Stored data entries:
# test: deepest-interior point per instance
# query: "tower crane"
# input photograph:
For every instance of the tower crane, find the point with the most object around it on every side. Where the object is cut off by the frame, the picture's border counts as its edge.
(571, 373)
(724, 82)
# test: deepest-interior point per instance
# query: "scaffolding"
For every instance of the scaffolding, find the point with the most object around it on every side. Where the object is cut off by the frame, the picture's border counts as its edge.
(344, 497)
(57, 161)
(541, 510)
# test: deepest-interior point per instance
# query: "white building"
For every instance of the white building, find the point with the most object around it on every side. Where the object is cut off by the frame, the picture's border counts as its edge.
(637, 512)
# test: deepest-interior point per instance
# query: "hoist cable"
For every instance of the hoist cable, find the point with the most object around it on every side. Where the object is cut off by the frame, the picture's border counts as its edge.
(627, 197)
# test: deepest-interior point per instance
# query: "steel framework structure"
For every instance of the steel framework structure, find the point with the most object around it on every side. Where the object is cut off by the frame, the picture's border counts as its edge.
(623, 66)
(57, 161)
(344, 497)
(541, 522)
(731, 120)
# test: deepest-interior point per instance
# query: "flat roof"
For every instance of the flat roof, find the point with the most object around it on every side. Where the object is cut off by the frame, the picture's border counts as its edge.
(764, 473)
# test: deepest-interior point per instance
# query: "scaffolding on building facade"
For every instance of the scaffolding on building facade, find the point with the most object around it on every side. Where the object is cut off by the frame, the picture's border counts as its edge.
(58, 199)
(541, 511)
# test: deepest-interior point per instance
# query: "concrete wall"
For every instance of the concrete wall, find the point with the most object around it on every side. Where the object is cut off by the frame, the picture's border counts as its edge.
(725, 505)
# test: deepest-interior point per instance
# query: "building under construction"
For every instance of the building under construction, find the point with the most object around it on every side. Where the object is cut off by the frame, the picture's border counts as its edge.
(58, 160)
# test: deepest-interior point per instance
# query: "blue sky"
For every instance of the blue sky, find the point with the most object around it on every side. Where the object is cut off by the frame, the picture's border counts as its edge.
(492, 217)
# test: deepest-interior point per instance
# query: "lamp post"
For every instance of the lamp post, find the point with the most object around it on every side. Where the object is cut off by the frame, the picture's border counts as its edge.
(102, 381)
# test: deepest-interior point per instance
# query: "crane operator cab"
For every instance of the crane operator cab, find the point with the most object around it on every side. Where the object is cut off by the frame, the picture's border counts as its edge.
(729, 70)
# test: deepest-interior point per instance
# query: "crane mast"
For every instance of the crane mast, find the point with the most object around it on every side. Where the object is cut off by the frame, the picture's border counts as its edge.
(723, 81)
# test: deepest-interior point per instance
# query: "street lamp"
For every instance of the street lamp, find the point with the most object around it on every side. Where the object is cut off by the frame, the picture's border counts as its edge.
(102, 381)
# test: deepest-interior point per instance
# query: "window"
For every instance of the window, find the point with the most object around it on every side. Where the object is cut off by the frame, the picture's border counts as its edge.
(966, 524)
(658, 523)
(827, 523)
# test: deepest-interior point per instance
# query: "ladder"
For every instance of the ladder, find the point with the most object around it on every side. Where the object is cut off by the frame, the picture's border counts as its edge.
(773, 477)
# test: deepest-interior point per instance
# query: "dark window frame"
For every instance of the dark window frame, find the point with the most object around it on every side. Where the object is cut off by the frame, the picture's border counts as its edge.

__WHAT THIS TASK INVOLVES__: Extract each line from the entries above that contains the string "dark".

__PROBLEM SOLUTION__:
# query: "dark window frame"
For every instance of the dark window frame, find the point with the most object around it on every side. Where the object is cut off by the frame, the picture's border counts as its edge.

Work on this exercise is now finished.